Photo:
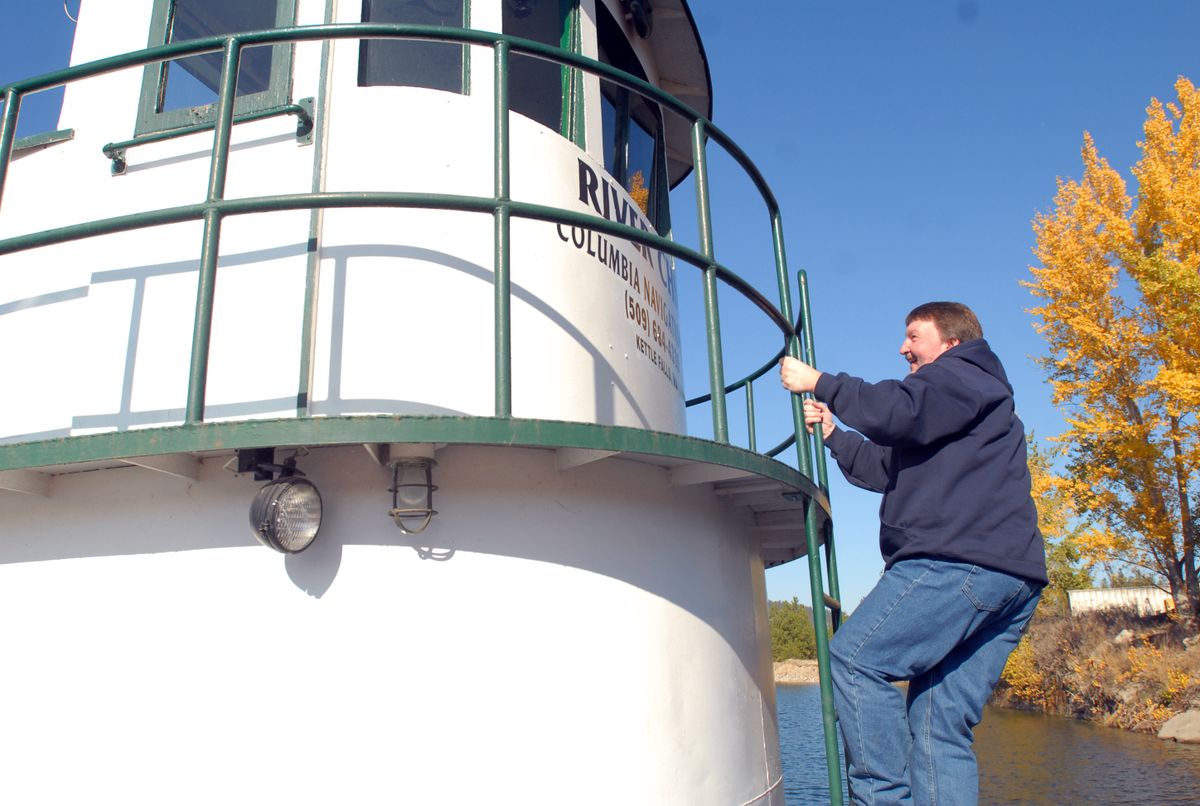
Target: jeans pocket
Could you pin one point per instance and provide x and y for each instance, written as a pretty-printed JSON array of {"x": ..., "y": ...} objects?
[{"x": 991, "y": 590}]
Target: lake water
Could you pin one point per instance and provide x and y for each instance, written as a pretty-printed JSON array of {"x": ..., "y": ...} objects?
[{"x": 1024, "y": 758}]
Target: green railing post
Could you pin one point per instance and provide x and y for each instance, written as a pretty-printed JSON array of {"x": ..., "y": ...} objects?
[
  {"x": 810, "y": 358},
  {"x": 712, "y": 318},
  {"x": 210, "y": 248},
  {"x": 7, "y": 133},
  {"x": 503, "y": 239},
  {"x": 751, "y": 438},
  {"x": 828, "y": 715}
]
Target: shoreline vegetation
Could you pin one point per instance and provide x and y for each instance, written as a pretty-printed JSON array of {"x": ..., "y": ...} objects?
[{"x": 1111, "y": 667}]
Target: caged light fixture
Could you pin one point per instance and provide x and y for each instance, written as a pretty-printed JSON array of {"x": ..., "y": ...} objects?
[
  {"x": 412, "y": 493},
  {"x": 286, "y": 512}
]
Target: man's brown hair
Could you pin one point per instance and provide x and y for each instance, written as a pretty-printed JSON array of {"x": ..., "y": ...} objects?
[{"x": 954, "y": 320}]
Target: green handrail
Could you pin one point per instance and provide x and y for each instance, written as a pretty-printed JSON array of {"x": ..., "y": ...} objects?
[{"x": 216, "y": 208}]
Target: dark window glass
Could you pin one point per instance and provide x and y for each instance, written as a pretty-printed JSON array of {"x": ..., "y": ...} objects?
[
  {"x": 184, "y": 91},
  {"x": 411, "y": 62},
  {"x": 535, "y": 85},
  {"x": 631, "y": 124},
  {"x": 195, "y": 82}
]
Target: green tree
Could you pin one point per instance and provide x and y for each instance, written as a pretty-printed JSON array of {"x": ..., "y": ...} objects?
[
  {"x": 791, "y": 631},
  {"x": 1120, "y": 310},
  {"x": 1061, "y": 527}
]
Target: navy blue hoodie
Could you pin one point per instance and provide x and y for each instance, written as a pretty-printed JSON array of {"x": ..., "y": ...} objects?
[{"x": 946, "y": 449}]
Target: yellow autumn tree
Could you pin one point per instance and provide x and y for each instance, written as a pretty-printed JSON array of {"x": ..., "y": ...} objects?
[
  {"x": 1119, "y": 286},
  {"x": 1065, "y": 531}
]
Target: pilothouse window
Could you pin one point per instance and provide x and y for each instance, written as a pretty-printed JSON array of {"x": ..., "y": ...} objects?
[
  {"x": 413, "y": 62},
  {"x": 185, "y": 91},
  {"x": 539, "y": 89},
  {"x": 634, "y": 151}
]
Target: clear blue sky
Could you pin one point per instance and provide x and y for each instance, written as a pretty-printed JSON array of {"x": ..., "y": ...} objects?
[{"x": 910, "y": 145}]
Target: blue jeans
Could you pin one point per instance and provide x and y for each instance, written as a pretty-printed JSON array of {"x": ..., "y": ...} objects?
[{"x": 947, "y": 627}]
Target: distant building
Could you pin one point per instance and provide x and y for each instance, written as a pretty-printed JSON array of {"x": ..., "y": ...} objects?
[{"x": 1144, "y": 601}]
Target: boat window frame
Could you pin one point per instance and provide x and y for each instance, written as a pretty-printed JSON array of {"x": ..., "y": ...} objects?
[
  {"x": 465, "y": 66},
  {"x": 277, "y": 92},
  {"x": 658, "y": 187},
  {"x": 571, "y": 122}
]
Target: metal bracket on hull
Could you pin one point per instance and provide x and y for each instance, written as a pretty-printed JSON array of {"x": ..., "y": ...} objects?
[
  {"x": 25, "y": 481},
  {"x": 303, "y": 109}
]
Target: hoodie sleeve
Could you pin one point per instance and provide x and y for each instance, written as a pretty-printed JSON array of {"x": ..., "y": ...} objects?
[
  {"x": 930, "y": 404},
  {"x": 863, "y": 463}
]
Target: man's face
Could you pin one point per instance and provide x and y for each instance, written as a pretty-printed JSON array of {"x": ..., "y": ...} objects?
[{"x": 923, "y": 343}]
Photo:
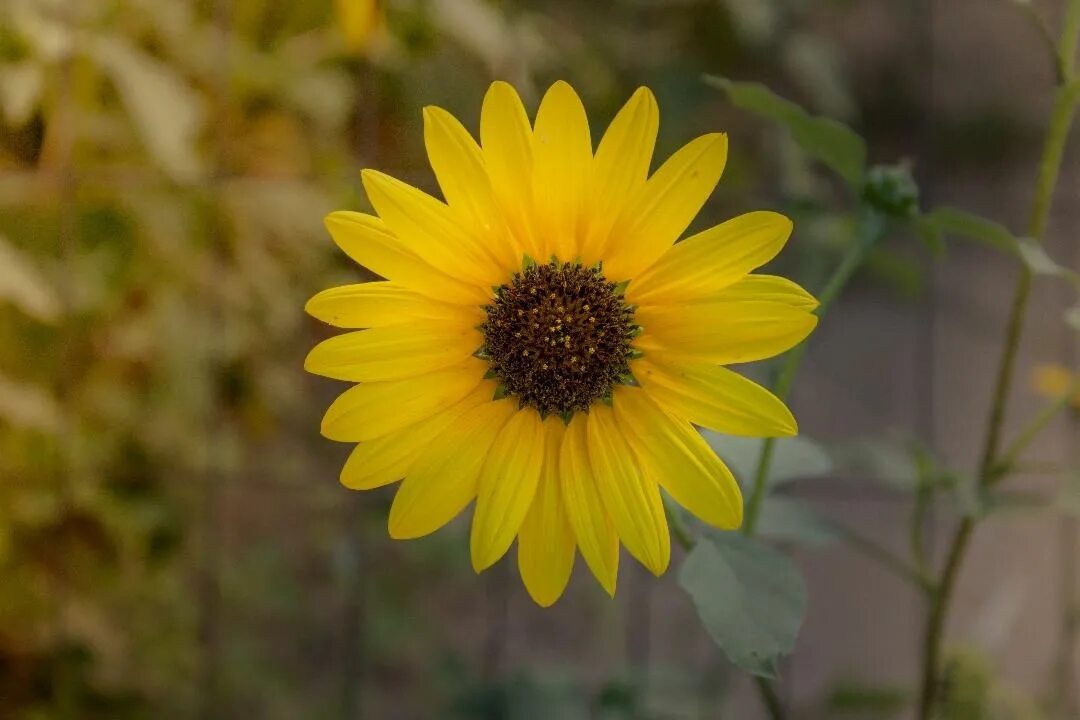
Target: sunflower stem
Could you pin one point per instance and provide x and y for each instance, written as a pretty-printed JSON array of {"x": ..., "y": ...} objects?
[
  {"x": 871, "y": 229},
  {"x": 1031, "y": 431},
  {"x": 1057, "y": 132}
]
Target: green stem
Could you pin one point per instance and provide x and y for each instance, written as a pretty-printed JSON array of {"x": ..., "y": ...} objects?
[
  {"x": 1031, "y": 431},
  {"x": 1049, "y": 170},
  {"x": 871, "y": 228},
  {"x": 771, "y": 700}
]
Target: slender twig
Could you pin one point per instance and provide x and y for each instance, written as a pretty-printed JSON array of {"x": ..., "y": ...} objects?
[
  {"x": 1031, "y": 431},
  {"x": 1049, "y": 170}
]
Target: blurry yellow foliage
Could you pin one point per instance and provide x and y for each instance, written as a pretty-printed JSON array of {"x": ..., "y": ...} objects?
[
  {"x": 1053, "y": 381},
  {"x": 360, "y": 22}
]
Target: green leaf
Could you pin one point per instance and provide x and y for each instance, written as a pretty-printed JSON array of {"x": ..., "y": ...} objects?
[
  {"x": 750, "y": 597},
  {"x": 165, "y": 111},
  {"x": 790, "y": 519},
  {"x": 952, "y": 221},
  {"x": 793, "y": 458},
  {"x": 825, "y": 139},
  {"x": 1035, "y": 257},
  {"x": 849, "y": 701}
]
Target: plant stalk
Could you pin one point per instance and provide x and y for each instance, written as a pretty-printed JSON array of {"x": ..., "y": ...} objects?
[
  {"x": 1049, "y": 168},
  {"x": 871, "y": 228}
]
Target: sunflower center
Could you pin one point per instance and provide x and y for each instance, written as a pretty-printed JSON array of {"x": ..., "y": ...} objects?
[{"x": 557, "y": 337}]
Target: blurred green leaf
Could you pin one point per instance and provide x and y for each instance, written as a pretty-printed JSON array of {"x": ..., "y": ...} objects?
[
  {"x": 24, "y": 286},
  {"x": 27, "y": 406},
  {"x": 793, "y": 458},
  {"x": 1035, "y": 257},
  {"x": 833, "y": 143},
  {"x": 952, "y": 221},
  {"x": 166, "y": 112},
  {"x": 750, "y": 597},
  {"x": 849, "y": 701}
]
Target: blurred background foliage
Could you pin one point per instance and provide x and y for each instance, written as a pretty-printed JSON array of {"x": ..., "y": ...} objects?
[{"x": 173, "y": 542}]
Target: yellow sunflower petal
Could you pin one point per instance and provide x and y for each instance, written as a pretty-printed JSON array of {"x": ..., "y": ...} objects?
[
  {"x": 724, "y": 333},
  {"x": 383, "y": 303},
  {"x": 632, "y": 501},
  {"x": 663, "y": 208},
  {"x": 714, "y": 397},
  {"x": 443, "y": 479},
  {"x": 545, "y": 546},
  {"x": 459, "y": 166},
  {"x": 388, "y": 459},
  {"x": 507, "y": 140},
  {"x": 713, "y": 259},
  {"x": 429, "y": 229},
  {"x": 508, "y": 483},
  {"x": 366, "y": 240},
  {"x": 374, "y": 409},
  {"x": 676, "y": 456},
  {"x": 584, "y": 508},
  {"x": 562, "y": 155},
  {"x": 771, "y": 288},
  {"x": 394, "y": 352},
  {"x": 620, "y": 167}
]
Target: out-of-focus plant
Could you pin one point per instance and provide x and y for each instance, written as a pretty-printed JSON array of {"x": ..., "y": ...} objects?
[{"x": 731, "y": 600}]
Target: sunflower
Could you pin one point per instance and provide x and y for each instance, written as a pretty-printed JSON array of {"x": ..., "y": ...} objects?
[{"x": 544, "y": 342}]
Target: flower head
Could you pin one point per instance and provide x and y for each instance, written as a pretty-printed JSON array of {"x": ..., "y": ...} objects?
[{"x": 544, "y": 344}]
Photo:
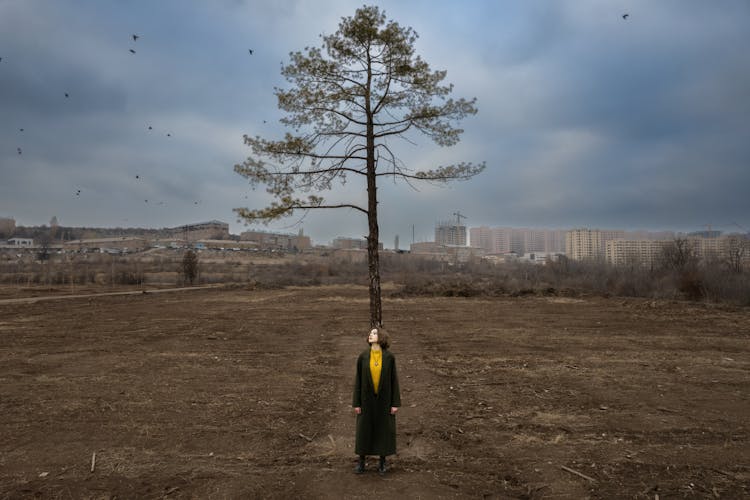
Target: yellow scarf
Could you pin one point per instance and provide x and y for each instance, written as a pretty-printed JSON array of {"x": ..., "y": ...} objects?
[{"x": 376, "y": 364}]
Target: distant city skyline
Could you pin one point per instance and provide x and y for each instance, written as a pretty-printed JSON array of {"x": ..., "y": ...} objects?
[{"x": 586, "y": 118}]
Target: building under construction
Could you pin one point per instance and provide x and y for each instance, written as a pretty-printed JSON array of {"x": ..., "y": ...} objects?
[{"x": 450, "y": 233}]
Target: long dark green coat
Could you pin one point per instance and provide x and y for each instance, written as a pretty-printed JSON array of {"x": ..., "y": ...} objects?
[{"x": 376, "y": 427}]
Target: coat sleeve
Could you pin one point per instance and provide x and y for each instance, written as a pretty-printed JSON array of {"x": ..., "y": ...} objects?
[
  {"x": 395, "y": 391},
  {"x": 357, "y": 396}
]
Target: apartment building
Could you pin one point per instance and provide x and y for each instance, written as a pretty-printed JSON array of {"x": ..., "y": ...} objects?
[
  {"x": 447, "y": 233},
  {"x": 502, "y": 240},
  {"x": 279, "y": 241},
  {"x": 584, "y": 244}
]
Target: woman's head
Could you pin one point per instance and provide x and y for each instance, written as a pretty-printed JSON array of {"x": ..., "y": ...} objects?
[{"x": 380, "y": 336}]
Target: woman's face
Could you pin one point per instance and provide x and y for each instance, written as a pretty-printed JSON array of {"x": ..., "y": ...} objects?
[{"x": 373, "y": 337}]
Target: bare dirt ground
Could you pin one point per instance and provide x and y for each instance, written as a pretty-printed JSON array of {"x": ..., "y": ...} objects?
[{"x": 245, "y": 393}]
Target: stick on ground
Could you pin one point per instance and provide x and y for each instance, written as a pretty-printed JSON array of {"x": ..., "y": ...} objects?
[{"x": 578, "y": 473}]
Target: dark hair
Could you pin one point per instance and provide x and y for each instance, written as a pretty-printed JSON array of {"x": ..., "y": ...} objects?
[{"x": 383, "y": 338}]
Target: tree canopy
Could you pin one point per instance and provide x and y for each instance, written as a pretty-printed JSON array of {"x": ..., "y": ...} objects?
[{"x": 347, "y": 99}]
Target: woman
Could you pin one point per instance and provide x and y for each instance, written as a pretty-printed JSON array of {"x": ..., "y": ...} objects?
[{"x": 376, "y": 401}]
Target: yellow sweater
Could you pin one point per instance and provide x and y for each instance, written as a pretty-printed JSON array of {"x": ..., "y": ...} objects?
[{"x": 376, "y": 365}]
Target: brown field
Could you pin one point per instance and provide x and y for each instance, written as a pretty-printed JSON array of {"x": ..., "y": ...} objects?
[{"x": 236, "y": 393}]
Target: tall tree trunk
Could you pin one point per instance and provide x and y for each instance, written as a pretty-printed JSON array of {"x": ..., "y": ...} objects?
[{"x": 373, "y": 257}]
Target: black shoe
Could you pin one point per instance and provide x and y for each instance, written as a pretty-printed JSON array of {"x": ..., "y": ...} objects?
[{"x": 360, "y": 467}]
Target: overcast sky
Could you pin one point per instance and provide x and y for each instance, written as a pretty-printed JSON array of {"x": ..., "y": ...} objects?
[{"x": 586, "y": 119}]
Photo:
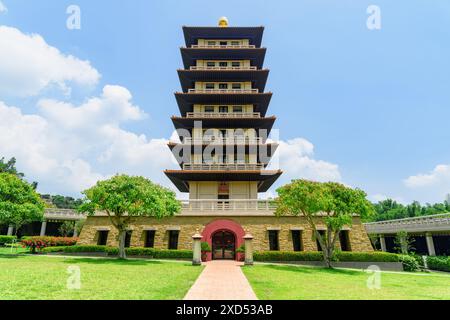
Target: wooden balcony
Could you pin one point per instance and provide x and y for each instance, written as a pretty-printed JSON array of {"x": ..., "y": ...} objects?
[
  {"x": 210, "y": 115},
  {"x": 223, "y": 167},
  {"x": 228, "y": 205},
  {"x": 216, "y": 91},
  {"x": 196, "y": 46},
  {"x": 223, "y": 140},
  {"x": 202, "y": 68}
]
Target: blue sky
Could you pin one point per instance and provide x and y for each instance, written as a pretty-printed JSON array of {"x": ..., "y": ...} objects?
[{"x": 373, "y": 103}]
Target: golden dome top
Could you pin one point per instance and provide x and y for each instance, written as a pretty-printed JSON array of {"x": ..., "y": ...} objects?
[{"x": 223, "y": 22}]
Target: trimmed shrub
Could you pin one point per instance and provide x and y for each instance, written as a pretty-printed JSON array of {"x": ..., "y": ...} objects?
[
  {"x": 132, "y": 252},
  {"x": 284, "y": 256},
  {"x": 7, "y": 240},
  {"x": 439, "y": 263},
  {"x": 38, "y": 243},
  {"x": 367, "y": 257},
  {"x": 409, "y": 263}
]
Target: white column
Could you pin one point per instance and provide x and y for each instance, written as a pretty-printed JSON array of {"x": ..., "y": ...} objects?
[
  {"x": 197, "y": 250},
  {"x": 383, "y": 243},
  {"x": 248, "y": 249},
  {"x": 430, "y": 244},
  {"x": 43, "y": 228}
]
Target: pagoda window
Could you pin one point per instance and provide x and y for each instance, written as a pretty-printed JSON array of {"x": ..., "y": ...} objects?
[
  {"x": 237, "y": 109},
  {"x": 173, "y": 239},
  {"x": 274, "y": 244},
  {"x": 128, "y": 238},
  {"x": 344, "y": 239},
  {"x": 102, "y": 237},
  {"x": 150, "y": 239},
  {"x": 297, "y": 240},
  {"x": 322, "y": 233}
]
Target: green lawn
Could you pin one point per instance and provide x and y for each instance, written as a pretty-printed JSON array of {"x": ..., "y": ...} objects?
[
  {"x": 42, "y": 278},
  {"x": 272, "y": 282}
]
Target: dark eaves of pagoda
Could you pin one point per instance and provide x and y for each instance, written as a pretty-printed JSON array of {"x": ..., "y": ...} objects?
[
  {"x": 257, "y": 77},
  {"x": 241, "y": 123},
  {"x": 191, "y": 55},
  {"x": 181, "y": 178},
  {"x": 186, "y": 101},
  {"x": 254, "y": 34}
]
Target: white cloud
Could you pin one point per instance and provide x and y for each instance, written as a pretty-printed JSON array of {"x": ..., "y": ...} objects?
[
  {"x": 432, "y": 186},
  {"x": 28, "y": 65},
  {"x": 295, "y": 158},
  {"x": 3, "y": 8},
  {"x": 68, "y": 148},
  {"x": 439, "y": 176}
]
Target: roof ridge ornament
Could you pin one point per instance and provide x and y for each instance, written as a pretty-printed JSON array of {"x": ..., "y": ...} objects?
[{"x": 223, "y": 22}]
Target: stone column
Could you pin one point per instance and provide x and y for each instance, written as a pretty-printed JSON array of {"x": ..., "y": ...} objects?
[
  {"x": 248, "y": 249},
  {"x": 197, "y": 257},
  {"x": 430, "y": 244},
  {"x": 383, "y": 243},
  {"x": 43, "y": 228}
]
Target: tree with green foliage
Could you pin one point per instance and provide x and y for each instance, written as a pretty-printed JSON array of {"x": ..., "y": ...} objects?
[
  {"x": 390, "y": 210},
  {"x": 10, "y": 167},
  {"x": 123, "y": 197},
  {"x": 330, "y": 203},
  {"x": 19, "y": 202}
]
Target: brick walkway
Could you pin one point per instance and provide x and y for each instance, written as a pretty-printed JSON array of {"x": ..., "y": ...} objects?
[{"x": 221, "y": 280}]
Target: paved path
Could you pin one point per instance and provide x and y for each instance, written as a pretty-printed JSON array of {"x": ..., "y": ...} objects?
[{"x": 221, "y": 280}]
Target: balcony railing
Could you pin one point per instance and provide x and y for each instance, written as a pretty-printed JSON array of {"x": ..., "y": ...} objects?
[
  {"x": 239, "y": 46},
  {"x": 223, "y": 91},
  {"x": 201, "y": 68},
  {"x": 209, "y": 115},
  {"x": 223, "y": 167},
  {"x": 222, "y": 140},
  {"x": 228, "y": 205}
]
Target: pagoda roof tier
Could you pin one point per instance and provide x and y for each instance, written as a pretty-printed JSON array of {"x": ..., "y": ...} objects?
[
  {"x": 257, "y": 77},
  {"x": 191, "y": 55},
  {"x": 260, "y": 101},
  {"x": 192, "y": 34},
  {"x": 231, "y": 123},
  {"x": 265, "y": 178}
]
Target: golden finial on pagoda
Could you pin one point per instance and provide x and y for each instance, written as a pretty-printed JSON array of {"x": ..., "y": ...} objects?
[{"x": 223, "y": 22}]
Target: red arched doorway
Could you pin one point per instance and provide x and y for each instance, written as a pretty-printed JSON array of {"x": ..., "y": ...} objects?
[
  {"x": 230, "y": 226},
  {"x": 223, "y": 245}
]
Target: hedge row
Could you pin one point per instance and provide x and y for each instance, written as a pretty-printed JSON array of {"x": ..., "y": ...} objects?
[
  {"x": 439, "y": 263},
  {"x": 133, "y": 252},
  {"x": 7, "y": 239},
  {"x": 284, "y": 256}
]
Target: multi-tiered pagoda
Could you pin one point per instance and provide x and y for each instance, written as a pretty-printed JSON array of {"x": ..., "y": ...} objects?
[{"x": 223, "y": 151}]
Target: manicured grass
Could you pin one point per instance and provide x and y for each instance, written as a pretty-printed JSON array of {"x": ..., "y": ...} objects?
[
  {"x": 273, "y": 282},
  {"x": 42, "y": 278},
  {"x": 18, "y": 250}
]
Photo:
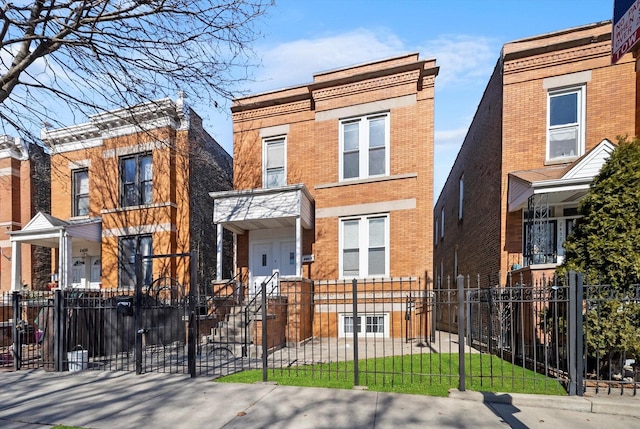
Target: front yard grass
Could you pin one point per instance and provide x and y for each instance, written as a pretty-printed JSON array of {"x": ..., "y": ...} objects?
[{"x": 424, "y": 374}]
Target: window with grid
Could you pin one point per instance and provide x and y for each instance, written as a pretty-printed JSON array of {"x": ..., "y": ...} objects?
[
  {"x": 565, "y": 119},
  {"x": 80, "y": 192},
  {"x": 364, "y": 145},
  {"x": 136, "y": 176},
  {"x": 371, "y": 325},
  {"x": 364, "y": 247}
]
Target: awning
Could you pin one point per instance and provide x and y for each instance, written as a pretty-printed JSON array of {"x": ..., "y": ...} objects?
[
  {"x": 564, "y": 184},
  {"x": 240, "y": 211}
]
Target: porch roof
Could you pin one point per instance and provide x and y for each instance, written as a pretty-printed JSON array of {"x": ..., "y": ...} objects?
[
  {"x": 44, "y": 230},
  {"x": 566, "y": 183},
  {"x": 244, "y": 210}
]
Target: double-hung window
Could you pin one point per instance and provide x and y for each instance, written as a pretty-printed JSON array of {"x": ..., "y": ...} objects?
[
  {"x": 136, "y": 178},
  {"x": 80, "y": 179},
  {"x": 565, "y": 119},
  {"x": 129, "y": 246},
  {"x": 274, "y": 161},
  {"x": 364, "y": 146},
  {"x": 364, "y": 243}
]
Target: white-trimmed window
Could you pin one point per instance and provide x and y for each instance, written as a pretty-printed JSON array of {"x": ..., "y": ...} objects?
[
  {"x": 274, "y": 155},
  {"x": 370, "y": 325},
  {"x": 565, "y": 123},
  {"x": 136, "y": 180},
  {"x": 80, "y": 179},
  {"x": 364, "y": 147},
  {"x": 129, "y": 246},
  {"x": 364, "y": 246}
]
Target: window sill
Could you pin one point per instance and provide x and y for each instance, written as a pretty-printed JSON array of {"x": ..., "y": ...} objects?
■ ■ ■ ■ ■ ■ ■
Written request =
Print from the line containing "Target: window with grid" to the last line above, exactly as written.

Reply to the exercise =
Target: window with grid
Could you pin one point per instance and provide x and y for each instance, written as a pretty-printed JSON array of {"x": ..., "y": ...} objects?
[
  {"x": 565, "y": 119},
  {"x": 80, "y": 192},
  {"x": 364, "y": 145},
  {"x": 136, "y": 176},
  {"x": 371, "y": 325},
  {"x": 364, "y": 247}
]
Target: awning
Could you pin one point per instance and provide x and y for each instance, written as a pretty-printed JSON array of {"x": ..., "y": ...} objects?
[
  {"x": 564, "y": 184},
  {"x": 240, "y": 211}
]
Target: porch roof
Could you pin one point per instance and provide x and y for each instance, written as a pretty-printed JSON array of {"x": ..., "y": ...} objects?
[
  {"x": 44, "y": 230},
  {"x": 566, "y": 183},
  {"x": 244, "y": 210}
]
Target: double-hung window
Could you pin one point per instance and provide x and y for each instance, written as a pretty-printed JSON array of {"x": ..., "y": ...} objects?
[
  {"x": 136, "y": 178},
  {"x": 80, "y": 179},
  {"x": 565, "y": 119},
  {"x": 129, "y": 246},
  {"x": 274, "y": 161},
  {"x": 364, "y": 146},
  {"x": 364, "y": 243}
]
Target: white-trimmed window
Could you pin one point per instance and provide x and y for each instance, written as a pretty-printed JSON array of {"x": ..., "y": ...} objects?
[
  {"x": 274, "y": 155},
  {"x": 370, "y": 325},
  {"x": 565, "y": 123},
  {"x": 136, "y": 180},
  {"x": 80, "y": 179},
  {"x": 364, "y": 147},
  {"x": 129, "y": 246},
  {"x": 364, "y": 246}
]
Target: window sill
Could you pin one point per instance and provide x and y for each instance, written as a pretty-printed JSON array of {"x": ..., "y": ...} objects?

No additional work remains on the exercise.